_Task directions_
Recast the stretch of the listing from its first line through the line containing "POLYGON ((47 130, 47" as a numbered list, leaving out any blank lines.

** begin Items **

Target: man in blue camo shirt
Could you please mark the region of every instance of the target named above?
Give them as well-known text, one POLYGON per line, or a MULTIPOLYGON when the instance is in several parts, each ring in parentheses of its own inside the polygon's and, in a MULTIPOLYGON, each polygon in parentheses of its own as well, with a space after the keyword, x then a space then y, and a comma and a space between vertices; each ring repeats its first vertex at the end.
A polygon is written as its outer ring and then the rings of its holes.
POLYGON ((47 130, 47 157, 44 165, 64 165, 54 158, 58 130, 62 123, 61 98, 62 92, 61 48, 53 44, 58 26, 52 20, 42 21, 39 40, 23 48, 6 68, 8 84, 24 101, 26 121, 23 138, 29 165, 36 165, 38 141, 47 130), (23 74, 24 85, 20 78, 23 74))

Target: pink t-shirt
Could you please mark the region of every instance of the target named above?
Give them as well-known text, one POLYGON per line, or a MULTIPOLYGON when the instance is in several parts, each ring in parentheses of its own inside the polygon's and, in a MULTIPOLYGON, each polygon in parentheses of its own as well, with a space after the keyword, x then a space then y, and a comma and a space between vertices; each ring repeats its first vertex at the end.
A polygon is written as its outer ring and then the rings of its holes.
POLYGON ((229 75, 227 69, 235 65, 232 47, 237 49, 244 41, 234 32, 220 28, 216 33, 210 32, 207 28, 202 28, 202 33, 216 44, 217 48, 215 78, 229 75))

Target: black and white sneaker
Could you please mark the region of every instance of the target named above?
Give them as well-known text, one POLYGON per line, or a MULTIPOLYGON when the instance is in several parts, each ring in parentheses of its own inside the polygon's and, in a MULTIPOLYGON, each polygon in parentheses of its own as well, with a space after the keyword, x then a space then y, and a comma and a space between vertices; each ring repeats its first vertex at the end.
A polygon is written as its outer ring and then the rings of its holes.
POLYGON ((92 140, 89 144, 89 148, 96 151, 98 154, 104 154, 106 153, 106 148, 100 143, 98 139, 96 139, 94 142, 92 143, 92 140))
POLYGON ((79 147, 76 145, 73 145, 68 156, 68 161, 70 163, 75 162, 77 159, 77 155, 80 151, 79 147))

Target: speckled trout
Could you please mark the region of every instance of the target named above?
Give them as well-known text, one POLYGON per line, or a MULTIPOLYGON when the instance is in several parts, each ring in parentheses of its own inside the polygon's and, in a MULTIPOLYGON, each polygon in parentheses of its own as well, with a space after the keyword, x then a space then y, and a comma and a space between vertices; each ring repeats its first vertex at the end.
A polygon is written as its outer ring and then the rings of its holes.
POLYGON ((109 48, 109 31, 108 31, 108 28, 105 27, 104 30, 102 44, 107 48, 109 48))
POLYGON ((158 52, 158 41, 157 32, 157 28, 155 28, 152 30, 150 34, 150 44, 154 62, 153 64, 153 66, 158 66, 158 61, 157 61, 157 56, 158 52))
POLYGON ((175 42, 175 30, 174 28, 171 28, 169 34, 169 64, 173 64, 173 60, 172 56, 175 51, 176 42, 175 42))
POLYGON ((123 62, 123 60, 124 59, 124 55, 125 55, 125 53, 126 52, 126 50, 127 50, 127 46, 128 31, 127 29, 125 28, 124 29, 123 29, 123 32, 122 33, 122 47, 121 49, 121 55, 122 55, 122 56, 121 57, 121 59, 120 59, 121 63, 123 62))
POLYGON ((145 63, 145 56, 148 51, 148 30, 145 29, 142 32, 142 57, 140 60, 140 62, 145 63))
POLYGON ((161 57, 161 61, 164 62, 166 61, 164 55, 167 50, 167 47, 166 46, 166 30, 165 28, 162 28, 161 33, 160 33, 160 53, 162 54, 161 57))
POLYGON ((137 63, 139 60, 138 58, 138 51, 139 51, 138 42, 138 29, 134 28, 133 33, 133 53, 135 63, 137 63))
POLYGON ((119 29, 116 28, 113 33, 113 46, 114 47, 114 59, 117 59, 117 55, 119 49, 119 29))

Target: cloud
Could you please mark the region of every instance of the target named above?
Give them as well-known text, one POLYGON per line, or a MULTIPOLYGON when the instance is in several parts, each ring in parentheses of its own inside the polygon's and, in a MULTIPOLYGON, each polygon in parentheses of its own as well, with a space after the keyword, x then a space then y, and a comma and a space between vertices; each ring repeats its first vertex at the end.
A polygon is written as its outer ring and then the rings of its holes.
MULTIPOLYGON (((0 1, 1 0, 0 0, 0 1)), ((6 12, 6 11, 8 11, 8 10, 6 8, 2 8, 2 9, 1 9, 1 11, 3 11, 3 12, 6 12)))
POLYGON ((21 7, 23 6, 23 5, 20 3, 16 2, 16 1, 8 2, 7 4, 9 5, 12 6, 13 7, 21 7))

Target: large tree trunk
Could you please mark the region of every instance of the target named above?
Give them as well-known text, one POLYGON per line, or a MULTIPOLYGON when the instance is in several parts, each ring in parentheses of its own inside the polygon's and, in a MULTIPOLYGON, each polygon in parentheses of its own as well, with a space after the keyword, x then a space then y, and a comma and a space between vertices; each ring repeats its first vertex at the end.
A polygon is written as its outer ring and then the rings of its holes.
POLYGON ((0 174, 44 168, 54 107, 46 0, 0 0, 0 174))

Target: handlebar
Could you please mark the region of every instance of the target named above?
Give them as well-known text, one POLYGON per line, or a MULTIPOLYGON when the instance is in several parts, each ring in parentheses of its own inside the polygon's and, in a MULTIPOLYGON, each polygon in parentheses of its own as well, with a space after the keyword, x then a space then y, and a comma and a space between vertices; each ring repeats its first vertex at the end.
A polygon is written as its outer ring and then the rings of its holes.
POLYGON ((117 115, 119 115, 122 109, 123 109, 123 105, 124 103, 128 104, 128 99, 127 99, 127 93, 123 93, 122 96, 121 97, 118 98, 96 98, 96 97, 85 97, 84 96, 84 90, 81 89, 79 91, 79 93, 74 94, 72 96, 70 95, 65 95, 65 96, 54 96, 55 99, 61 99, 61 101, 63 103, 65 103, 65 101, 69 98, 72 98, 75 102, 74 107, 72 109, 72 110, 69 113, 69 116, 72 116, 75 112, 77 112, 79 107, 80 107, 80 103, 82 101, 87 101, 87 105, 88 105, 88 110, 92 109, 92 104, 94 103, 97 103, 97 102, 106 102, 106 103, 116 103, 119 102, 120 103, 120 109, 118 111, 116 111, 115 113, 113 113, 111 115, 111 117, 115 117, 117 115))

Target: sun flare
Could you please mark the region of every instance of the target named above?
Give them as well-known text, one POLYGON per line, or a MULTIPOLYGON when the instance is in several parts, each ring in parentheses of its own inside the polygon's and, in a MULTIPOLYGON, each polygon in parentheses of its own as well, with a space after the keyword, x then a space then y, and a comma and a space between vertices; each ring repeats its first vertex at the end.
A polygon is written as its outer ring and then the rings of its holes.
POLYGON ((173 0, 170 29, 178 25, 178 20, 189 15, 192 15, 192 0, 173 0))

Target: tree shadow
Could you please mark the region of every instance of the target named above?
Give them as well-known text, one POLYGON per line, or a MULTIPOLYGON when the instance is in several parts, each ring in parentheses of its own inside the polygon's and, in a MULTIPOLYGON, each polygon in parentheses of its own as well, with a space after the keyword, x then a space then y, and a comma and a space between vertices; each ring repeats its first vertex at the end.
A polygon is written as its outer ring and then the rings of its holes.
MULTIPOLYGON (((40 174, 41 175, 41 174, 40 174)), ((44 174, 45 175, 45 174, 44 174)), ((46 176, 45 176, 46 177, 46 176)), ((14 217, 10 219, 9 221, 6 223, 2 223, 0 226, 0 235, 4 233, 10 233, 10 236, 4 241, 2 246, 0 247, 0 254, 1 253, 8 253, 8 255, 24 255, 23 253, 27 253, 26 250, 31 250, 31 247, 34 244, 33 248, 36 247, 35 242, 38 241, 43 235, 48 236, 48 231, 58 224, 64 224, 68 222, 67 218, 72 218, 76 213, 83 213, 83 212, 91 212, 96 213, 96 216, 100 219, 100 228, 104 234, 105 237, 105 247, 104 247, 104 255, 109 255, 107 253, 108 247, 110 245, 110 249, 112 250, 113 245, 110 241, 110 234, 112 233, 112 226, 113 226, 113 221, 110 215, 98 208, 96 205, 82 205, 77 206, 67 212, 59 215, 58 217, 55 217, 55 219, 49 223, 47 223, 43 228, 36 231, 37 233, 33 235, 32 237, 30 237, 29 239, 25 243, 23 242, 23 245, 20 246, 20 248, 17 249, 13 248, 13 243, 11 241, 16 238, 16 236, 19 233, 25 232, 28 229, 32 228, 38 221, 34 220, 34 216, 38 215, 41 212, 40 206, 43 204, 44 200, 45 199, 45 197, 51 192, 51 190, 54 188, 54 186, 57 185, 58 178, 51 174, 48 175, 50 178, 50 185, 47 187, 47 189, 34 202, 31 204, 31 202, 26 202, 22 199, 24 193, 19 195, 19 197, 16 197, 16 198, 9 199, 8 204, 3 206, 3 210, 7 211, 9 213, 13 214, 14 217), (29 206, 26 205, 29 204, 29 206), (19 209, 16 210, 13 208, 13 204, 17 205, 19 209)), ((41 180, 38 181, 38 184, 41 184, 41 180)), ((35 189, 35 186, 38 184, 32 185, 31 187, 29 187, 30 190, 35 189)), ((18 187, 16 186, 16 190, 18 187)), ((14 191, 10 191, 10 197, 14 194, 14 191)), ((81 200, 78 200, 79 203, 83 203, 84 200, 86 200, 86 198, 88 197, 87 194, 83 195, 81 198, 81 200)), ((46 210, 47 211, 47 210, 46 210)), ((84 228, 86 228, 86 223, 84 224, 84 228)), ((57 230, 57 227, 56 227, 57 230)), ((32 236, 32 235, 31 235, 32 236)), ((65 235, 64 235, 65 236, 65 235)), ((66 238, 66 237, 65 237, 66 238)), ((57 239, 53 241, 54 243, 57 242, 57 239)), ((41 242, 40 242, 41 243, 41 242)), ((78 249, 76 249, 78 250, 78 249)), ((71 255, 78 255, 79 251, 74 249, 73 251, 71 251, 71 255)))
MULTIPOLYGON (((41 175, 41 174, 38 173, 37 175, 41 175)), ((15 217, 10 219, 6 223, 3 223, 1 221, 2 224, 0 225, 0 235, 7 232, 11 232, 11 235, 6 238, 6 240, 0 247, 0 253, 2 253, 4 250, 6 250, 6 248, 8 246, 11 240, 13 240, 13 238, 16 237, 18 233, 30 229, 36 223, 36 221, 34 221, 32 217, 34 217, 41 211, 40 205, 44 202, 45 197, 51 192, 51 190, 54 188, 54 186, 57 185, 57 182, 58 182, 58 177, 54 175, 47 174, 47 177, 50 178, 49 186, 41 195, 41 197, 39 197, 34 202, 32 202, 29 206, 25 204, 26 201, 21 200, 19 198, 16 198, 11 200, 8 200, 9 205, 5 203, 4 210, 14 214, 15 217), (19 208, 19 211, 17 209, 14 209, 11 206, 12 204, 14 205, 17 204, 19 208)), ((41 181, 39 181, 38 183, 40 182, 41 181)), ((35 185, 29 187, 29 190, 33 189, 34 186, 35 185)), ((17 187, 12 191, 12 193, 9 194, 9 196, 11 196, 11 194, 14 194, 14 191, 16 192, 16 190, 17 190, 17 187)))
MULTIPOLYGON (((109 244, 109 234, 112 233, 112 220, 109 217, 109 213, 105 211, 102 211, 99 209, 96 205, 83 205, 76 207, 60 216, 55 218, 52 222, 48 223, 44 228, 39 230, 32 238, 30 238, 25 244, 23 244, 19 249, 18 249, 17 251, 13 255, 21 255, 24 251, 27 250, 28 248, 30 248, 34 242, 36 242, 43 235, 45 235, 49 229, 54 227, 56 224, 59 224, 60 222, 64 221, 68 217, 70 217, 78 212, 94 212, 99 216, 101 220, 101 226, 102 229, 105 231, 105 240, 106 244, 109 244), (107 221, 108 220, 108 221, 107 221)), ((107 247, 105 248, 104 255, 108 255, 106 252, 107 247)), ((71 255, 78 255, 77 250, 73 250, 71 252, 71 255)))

** end Items **

_The answer_
1. Target: man in blue camo shirt
2. Could you please mark the region of every instance of the target named above?
3. Give them as well-known text, one POLYGON per line, or a MULTIPOLYGON when the instance is in several parts, each ring in parentheses of its own inside the polygon's and, in a MULTIPOLYGON, each polygon in parentheses of its own as well, with a space after the keyword, x then a space then y, and a comma and a space between vertices; each ring repeats its first vertex at the end.
4. A polygon is written as its outer ring and then the rings of its holes.
5. POLYGON ((47 130, 47 157, 44 165, 64 165, 54 158, 58 130, 62 123, 61 98, 62 92, 61 48, 53 44, 58 26, 52 20, 42 21, 39 40, 23 48, 6 68, 8 84, 24 101, 26 121, 23 138, 29 165, 36 165, 38 141, 47 130), (23 74, 24 85, 20 78, 23 74))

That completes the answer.